**INSTRUCTIONS FOR THE TASK**.
Convert every line in all the rows below into a numbered list, skipping blank lines. Leave the pictures out of the list.

Stored data entries:
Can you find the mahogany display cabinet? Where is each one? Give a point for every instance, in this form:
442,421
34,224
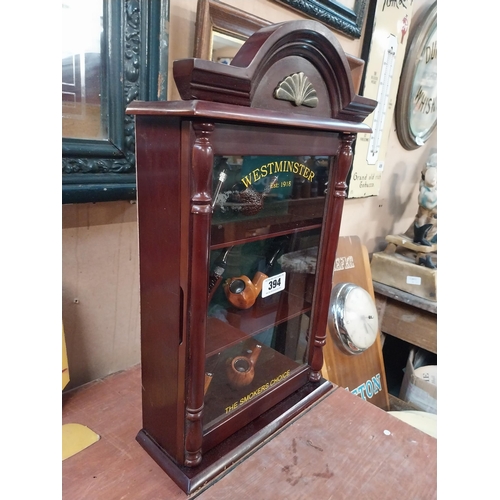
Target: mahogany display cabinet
241,186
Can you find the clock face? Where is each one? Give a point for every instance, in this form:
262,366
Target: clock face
353,317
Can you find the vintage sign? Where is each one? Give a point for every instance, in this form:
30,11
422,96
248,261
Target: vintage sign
383,70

**ANSWER IN FULL**.
1. Can you find the mahogany display cabinet? Where is each one? Give a point for every instance, in this form:
2. 442,421
3. 34,224
4. Target: mahogany display cabinet
5. 241,186
6. Can you find the clock face? Where is each one? Give a point for every instance, in this form:
7. 262,366
8. Target: clock face
9. 353,317
10. Can you find the vintage sign? Where is each one? Give a point for every instance, in this form:
11. 30,11
12. 422,96
13. 248,261
14. Target: vintage sign
15. 383,70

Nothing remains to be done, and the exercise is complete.